→ TEXT TO READ:
::::::::

I realise how old fashioned this sounds, but they haven't even put a record out yet. You download this stuff from their website. This is partly why I hadn't wanted to write about my love of this song. I still revere the physical object, believe bands ought to put records out for people to take home and adore. In our speeded up world, where 'new music', whatever that is, is venerated and everyone seems to be looking for the next new thing to break, it's like they've lived their time before that first record has even appeared. Where will this lead to? Should someone just come up with the idea of a band, promote it smartly and then we can all fall over ourselves in excitement without the band actually having to exist? Perhaps this is the point at which the world ends.
Having only recently taken this site out of mothballs after an afternoon nap that ended up lasting two and a half years, this is a conclusion I'm reluctant to suggest, but here goes: in the fast approaching New Year, perhaps we should all stop writing about music? Or if we can't do that, perhaps we can agree to give up the race to be the first to break the newest new thing and just let things find their level? No chance, eh?

::::::::

→ REQUIRED TASKS:
A) Please restate the passage on new music from "I realise how" to "the world ends.", replacing "website" with "homepage".
B) According to the passage on new music, how long did the afternoon nap that kept the site in mothballs end up lasting?
C) Continue the passage on new music from its final sentence.

→ STORED DATA:
::::::::

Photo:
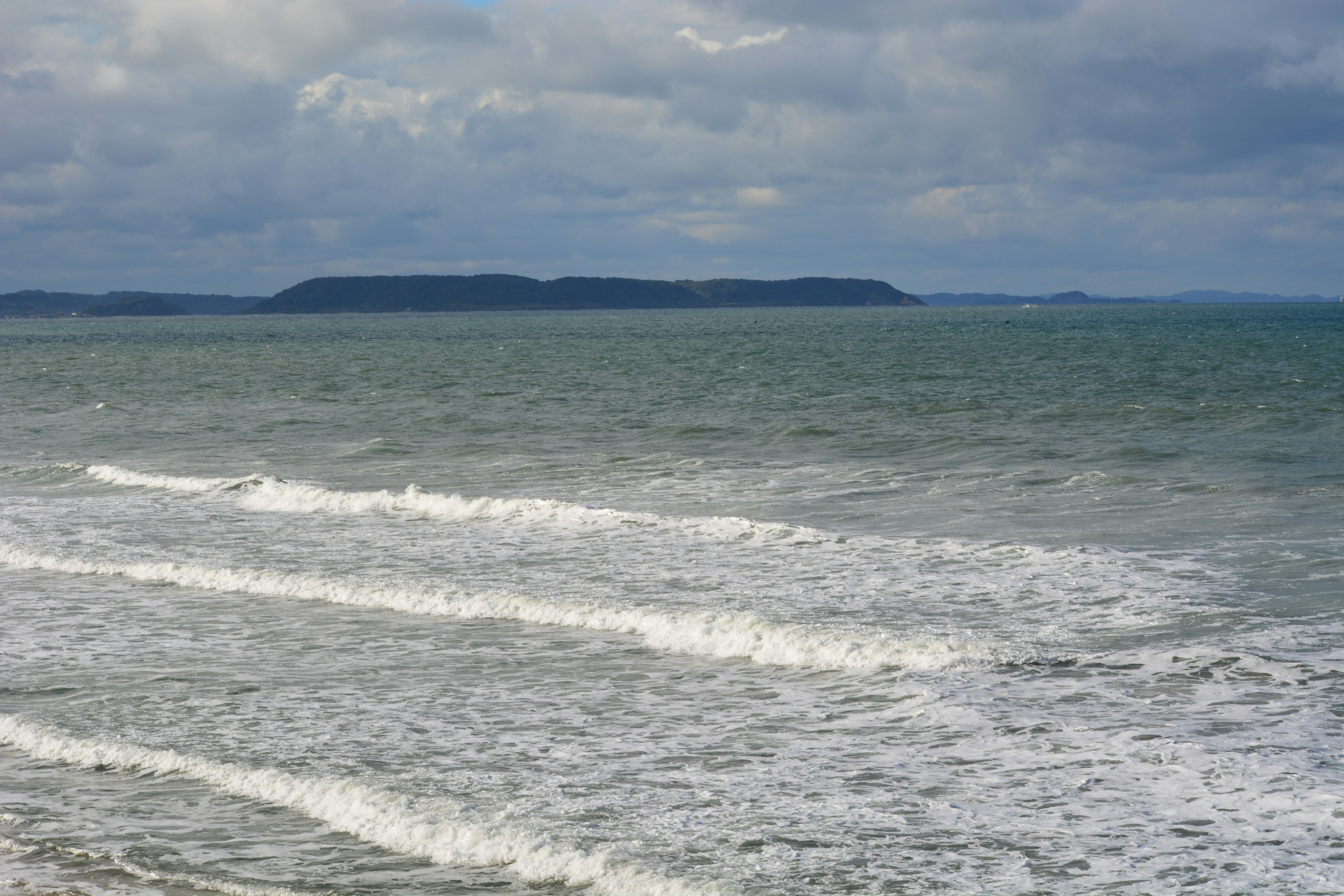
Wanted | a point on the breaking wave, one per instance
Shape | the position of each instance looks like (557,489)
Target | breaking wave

::::::::

→ TASK-BY-TASK RESULTS:
A)
I realise how old fashioned this sounds, but they haven't even put a record out yet. You download this stuff from their homepage. This is partly why I hadn't wanted to write about my love of this song. I still revere the physical object, believe bands ought to put records out for people to take home and adore. In our speeded up world, where 'new music', whatever that is, is venerated and everyone seems to be looking for the next new thing to break, it's like they've lived their time before that first record has even appeared. Where will this lead to? Should someone just come up with the idea of a band, promote it smartly and then we can all fall over ourselves in excitement without the band actually having to exist? Perhaps this is the point at which the world ends.

B) Two and a half years.

C)
20 December 2007
Wild Billy Childish and the Musicians of the British Empire - 'Christmas 1979'
There's been a real trend in recent years amongst those who make unpopular, left field music of the kind I have accumulated in vast quantities these past two decades to make Christmas records, presumably guided by the spirit of that cheapest of devices, irony. These are, in the main, not as good as records by the same people that aren't about Christmas. But still, I keep on buying them, so who's the tosser here? I recently, for example, bought three volumes of Christmas tunes from Cherryade Records, and will I even listen to them?
But Billy Childish, in his various incarnations, I'll always have a soft spot for. I'm glad there are people like him around the place. Sure, what you get here is what even fleeting familiarity with his back catalogue would have you expect: ridiculously reductive, back to basics rock and roll from that alternate universe where music is held to have reached its apotheosis with the early work of The Who. I don't want everything to be like this, but I don't mind a bit of it. So here the Medway's finest son gives us a tale of being on 'punk leave' from gigging in Hamburg at around the time we bade farewell to the seventies and witnessing a fairly typical festive breakdown, shackled to artlessly primitive backing.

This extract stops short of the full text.